■ Text extract:
On Thu, 29 Oct 2009, Tim Kroeger wrote:
>
> Is there any easy way to loop over all elems that are neighbors of a
> given elem accross either a face or an edge?  As fas as I understand,
> Elem::neighbor() only cares about neighbors accross faces.  On the
> other hand, Elem::find_point_neighbors() does too much.  I think, it
> should be easy to implement a method Elem::find_edge_neighbors()
> analogously to Elem::find_point_neighbors(), where just each call to
> Elem::contains_vertex_of() is replaced with a call to
> Elem::contains_edge_of(), the latter is implemented analogously to
> Elem::contains_vertex_of() with the only difference that for returning
> true, it requires at least *two* vertices of the one element contained
> to be contained in the other.  What do you guys think?  If you agree
> that this would be correct, I'd be happy to do this (easy and
> straightforward) task.

Sounds good...

Something that needs thought, though: there's a limitation in
find_point_neighbors() which will become a more significant limitation
in find_edge_neighbors(): behavior on adaptive meshes.

■ Set exercise: In the mailing-list text, what condition must Elem::contains_edge_of() meet before it returns true?

[Point placement records]

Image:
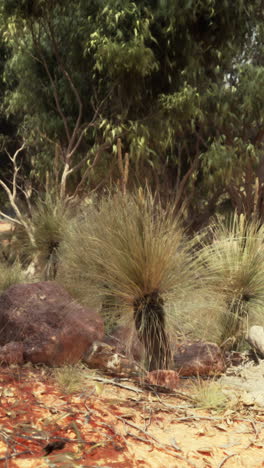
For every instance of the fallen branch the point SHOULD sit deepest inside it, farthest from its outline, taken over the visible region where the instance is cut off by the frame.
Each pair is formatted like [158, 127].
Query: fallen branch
[15, 455]
[166, 447]
[225, 459]
[116, 384]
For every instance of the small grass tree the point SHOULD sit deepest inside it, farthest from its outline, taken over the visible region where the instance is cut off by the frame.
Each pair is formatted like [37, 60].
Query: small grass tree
[234, 259]
[50, 219]
[131, 255]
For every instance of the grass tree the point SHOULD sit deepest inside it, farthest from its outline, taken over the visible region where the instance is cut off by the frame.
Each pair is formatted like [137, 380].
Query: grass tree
[130, 254]
[234, 259]
[50, 219]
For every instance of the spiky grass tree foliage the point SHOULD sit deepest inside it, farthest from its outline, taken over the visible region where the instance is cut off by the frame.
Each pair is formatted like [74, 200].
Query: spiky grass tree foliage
[235, 265]
[50, 220]
[10, 274]
[130, 255]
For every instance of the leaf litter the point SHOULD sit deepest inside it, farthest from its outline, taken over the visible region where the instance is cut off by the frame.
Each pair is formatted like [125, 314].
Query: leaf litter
[110, 424]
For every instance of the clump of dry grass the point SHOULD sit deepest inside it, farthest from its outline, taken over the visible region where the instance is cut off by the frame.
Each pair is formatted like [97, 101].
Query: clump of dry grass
[130, 254]
[234, 260]
[50, 220]
[70, 378]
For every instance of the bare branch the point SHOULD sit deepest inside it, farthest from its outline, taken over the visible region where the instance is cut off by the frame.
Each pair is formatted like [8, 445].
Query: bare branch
[12, 194]
[52, 82]
[88, 169]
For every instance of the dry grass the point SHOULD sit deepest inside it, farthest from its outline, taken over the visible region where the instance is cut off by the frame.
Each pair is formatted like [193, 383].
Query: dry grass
[128, 252]
[209, 395]
[235, 264]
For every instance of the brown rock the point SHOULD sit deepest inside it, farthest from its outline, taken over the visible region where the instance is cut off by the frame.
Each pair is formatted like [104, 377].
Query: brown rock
[198, 359]
[104, 357]
[11, 353]
[51, 326]
[164, 378]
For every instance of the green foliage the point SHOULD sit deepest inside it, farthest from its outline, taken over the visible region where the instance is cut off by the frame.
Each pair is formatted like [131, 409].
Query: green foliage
[10, 274]
[180, 82]
[235, 263]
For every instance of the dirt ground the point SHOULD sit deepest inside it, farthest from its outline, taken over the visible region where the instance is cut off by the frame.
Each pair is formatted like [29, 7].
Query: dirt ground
[117, 423]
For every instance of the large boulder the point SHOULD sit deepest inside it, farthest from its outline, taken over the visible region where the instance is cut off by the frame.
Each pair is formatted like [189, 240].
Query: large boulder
[198, 359]
[50, 325]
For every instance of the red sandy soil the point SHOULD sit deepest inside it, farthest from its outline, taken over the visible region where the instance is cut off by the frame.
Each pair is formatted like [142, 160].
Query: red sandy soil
[109, 426]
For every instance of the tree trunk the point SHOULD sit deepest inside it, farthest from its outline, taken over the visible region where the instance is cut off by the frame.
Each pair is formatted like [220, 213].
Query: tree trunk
[149, 319]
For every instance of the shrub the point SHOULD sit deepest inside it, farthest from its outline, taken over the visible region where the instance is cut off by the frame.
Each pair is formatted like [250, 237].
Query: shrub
[130, 254]
[50, 220]
[235, 263]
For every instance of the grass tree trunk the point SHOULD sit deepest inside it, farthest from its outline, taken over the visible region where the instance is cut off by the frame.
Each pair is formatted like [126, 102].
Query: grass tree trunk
[149, 316]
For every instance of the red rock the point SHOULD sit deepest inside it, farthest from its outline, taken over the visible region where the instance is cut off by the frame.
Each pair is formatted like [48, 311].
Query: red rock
[164, 378]
[104, 357]
[12, 353]
[52, 327]
[126, 342]
[198, 359]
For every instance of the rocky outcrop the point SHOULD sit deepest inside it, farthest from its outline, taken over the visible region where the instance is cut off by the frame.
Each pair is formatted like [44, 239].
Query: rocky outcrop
[49, 325]
[255, 338]
[163, 378]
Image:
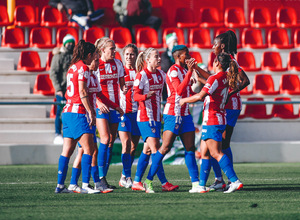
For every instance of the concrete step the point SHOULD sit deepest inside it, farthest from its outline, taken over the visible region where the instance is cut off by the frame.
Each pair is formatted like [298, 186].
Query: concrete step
[14, 88]
[26, 124]
[27, 137]
[22, 111]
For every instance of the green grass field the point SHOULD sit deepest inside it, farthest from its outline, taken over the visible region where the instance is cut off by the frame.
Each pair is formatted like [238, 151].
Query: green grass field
[271, 191]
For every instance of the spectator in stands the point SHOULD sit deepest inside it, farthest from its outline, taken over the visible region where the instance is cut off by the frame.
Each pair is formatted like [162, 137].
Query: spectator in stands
[80, 11]
[58, 70]
[131, 12]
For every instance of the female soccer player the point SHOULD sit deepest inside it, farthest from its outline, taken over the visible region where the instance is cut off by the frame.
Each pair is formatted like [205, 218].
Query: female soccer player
[214, 94]
[227, 42]
[111, 77]
[147, 88]
[78, 116]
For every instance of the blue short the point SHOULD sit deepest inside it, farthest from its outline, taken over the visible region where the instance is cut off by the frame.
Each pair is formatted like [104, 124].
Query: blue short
[232, 116]
[148, 129]
[129, 124]
[112, 116]
[94, 136]
[213, 132]
[178, 124]
[75, 125]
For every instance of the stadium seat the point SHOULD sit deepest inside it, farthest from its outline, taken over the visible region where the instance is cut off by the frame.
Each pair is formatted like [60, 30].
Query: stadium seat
[179, 33]
[289, 84]
[200, 38]
[40, 37]
[51, 17]
[43, 85]
[271, 61]
[209, 17]
[285, 111]
[121, 36]
[264, 84]
[147, 37]
[234, 17]
[30, 61]
[246, 60]
[260, 17]
[252, 38]
[92, 34]
[185, 18]
[278, 38]
[286, 17]
[62, 32]
[25, 16]
[294, 61]
[14, 38]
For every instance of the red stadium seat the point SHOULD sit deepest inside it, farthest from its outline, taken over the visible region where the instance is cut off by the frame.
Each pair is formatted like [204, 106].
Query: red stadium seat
[278, 38]
[200, 38]
[185, 18]
[179, 33]
[147, 37]
[234, 17]
[43, 85]
[246, 60]
[51, 17]
[294, 61]
[121, 36]
[30, 61]
[286, 17]
[62, 32]
[209, 17]
[260, 17]
[289, 84]
[25, 16]
[271, 61]
[252, 38]
[285, 111]
[257, 111]
[92, 34]
[40, 37]
[14, 38]
[264, 84]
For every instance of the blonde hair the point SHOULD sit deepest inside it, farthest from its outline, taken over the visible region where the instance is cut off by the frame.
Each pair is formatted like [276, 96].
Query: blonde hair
[142, 57]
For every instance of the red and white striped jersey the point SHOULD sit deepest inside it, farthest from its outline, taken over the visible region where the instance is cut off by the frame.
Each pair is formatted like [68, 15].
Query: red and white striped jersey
[213, 109]
[145, 81]
[235, 101]
[77, 72]
[127, 103]
[178, 86]
[109, 74]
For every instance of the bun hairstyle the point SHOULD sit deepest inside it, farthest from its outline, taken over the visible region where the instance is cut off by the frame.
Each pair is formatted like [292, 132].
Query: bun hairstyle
[81, 51]
[142, 57]
[231, 67]
[229, 40]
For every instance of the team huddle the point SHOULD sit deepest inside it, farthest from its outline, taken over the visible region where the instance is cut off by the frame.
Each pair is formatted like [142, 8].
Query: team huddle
[107, 95]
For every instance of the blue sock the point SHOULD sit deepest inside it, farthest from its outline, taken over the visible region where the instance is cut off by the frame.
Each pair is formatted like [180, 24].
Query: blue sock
[63, 163]
[161, 173]
[228, 153]
[126, 160]
[141, 167]
[75, 176]
[204, 171]
[227, 167]
[95, 174]
[102, 153]
[156, 161]
[216, 167]
[108, 159]
[190, 161]
[86, 163]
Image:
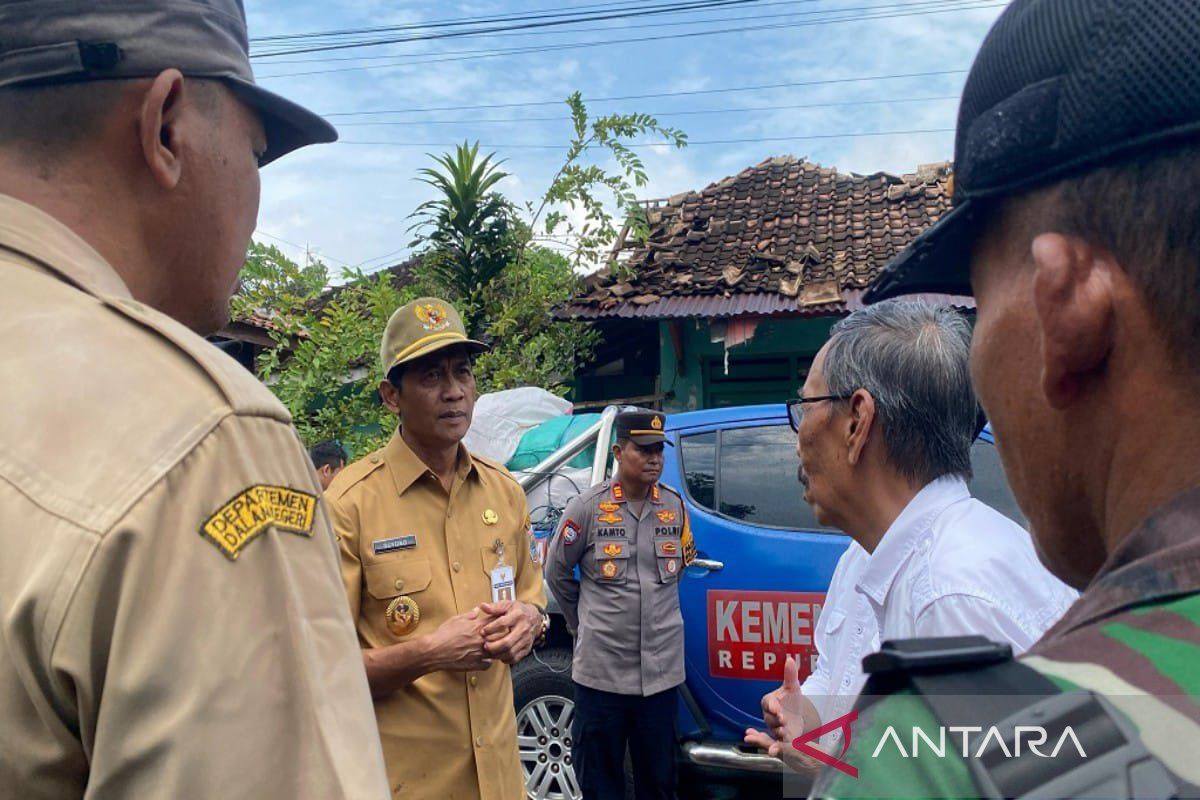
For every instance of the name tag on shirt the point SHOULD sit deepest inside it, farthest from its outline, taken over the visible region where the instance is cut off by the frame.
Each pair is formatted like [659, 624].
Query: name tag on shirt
[503, 583]
[395, 543]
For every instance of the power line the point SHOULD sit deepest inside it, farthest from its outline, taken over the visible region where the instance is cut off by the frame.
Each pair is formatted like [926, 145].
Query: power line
[520, 25]
[969, 5]
[690, 92]
[852, 134]
[522, 120]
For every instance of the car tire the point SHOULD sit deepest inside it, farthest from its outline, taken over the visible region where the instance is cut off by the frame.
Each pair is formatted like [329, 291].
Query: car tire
[544, 699]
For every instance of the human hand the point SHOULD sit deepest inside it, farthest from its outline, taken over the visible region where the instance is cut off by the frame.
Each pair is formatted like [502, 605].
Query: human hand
[511, 631]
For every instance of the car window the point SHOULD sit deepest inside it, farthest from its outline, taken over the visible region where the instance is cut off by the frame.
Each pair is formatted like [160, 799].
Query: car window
[756, 479]
[989, 483]
[699, 456]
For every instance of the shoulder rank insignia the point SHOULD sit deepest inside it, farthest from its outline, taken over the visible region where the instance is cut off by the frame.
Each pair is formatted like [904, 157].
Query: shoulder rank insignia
[570, 531]
[256, 509]
[612, 549]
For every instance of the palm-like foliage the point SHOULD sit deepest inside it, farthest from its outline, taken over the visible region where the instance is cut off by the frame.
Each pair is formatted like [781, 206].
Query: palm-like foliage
[469, 232]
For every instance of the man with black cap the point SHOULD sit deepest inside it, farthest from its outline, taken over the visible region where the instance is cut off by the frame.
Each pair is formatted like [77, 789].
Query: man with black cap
[630, 539]
[1078, 170]
[171, 615]
[438, 572]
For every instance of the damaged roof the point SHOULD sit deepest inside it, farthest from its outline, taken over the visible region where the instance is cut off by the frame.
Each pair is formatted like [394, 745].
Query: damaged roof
[785, 236]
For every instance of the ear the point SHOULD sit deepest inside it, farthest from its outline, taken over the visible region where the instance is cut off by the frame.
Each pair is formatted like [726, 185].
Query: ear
[390, 396]
[159, 127]
[1073, 298]
[858, 425]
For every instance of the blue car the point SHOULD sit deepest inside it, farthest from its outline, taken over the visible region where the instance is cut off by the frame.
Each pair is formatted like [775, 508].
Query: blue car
[750, 599]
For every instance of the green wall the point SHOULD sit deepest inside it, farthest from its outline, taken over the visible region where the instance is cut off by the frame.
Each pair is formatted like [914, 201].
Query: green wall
[765, 370]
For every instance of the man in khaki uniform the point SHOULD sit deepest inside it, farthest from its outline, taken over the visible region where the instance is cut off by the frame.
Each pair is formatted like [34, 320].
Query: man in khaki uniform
[437, 566]
[171, 618]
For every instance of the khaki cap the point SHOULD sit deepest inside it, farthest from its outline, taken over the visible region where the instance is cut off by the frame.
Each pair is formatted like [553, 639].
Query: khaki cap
[420, 328]
[67, 41]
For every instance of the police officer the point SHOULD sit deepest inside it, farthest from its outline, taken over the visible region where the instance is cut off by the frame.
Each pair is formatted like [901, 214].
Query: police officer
[630, 540]
[438, 571]
[1078, 169]
[172, 623]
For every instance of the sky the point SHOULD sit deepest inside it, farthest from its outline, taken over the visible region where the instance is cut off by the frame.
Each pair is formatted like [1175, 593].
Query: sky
[349, 203]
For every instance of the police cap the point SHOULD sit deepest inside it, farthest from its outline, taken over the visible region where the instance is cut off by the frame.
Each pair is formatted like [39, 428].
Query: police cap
[642, 427]
[69, 41]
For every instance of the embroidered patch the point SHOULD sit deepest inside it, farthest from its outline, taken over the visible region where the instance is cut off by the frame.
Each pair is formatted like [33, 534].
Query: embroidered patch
[433, 316]
[395, 543]
[256, 509]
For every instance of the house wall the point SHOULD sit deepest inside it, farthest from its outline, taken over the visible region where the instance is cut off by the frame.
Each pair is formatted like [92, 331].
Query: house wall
[765, 370]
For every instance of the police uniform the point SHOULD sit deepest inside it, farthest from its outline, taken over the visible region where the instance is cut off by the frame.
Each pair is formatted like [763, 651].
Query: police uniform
[172, 617]
[624, 614]
[414, 555]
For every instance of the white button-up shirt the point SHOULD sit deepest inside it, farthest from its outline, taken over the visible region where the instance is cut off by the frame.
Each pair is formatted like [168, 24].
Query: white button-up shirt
[948, 565]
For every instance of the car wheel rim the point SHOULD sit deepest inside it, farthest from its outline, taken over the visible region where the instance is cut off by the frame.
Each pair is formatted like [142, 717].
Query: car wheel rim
[544, 741]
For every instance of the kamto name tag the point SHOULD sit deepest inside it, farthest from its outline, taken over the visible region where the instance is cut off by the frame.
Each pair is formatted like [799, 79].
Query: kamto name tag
[394, 543]
[256, 509]
[503, 584]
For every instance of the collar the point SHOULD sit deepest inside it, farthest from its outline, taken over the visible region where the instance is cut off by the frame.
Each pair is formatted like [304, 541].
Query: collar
[407, 468]
[618, 494]
[30, 232]
[906, 533]
[1158, 560]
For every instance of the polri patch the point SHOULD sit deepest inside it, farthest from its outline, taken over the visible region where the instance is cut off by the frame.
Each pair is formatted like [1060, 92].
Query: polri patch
[256, 509]
[394, 543]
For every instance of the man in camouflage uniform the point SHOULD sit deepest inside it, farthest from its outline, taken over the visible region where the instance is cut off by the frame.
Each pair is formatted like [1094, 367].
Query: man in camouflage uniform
[1078, 169]
[630, 539]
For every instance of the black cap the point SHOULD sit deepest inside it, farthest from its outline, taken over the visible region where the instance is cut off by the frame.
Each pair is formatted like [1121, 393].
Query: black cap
[642, 427]
[67, 41]
[1059, 86]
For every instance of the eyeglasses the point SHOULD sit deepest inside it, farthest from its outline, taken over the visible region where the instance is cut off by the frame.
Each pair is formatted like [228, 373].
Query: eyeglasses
[796, 407]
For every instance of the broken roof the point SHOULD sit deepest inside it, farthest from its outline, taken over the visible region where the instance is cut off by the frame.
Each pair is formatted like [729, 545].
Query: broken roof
[785, 236]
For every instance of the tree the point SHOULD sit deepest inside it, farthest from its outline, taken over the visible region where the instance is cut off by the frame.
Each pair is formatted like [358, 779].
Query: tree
[472, 232]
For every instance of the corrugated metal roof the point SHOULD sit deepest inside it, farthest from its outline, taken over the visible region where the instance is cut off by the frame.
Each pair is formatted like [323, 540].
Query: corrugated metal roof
[765, 305]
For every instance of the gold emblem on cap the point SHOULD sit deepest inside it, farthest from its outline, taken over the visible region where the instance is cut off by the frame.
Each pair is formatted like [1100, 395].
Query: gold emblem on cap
[433, 316]
[403, 614]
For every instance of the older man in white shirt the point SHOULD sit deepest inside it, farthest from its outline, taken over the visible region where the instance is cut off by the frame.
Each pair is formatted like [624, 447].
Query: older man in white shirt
[885, 426]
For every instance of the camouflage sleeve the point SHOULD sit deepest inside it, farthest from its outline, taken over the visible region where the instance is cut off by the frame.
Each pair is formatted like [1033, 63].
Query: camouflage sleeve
[895, 751]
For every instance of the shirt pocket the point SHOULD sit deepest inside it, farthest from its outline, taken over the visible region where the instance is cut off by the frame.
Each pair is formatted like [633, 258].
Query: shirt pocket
[669, 554]
[400, 577]
[612, 561]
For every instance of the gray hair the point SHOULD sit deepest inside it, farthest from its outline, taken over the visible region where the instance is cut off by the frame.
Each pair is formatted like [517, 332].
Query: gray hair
[912, 358]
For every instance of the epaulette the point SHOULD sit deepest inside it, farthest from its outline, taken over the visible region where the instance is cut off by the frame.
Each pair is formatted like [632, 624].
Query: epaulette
[354, 474]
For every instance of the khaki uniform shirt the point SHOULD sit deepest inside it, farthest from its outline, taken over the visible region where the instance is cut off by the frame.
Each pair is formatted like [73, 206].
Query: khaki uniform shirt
[138, 659]
[624, 609]
[448, 735]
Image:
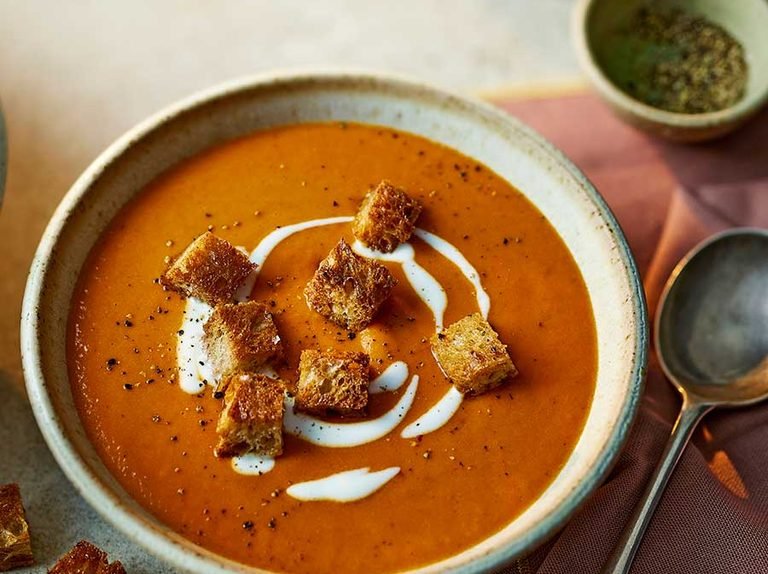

■ Solution to the exercise: At least two vertices of the one element must be contained in the other.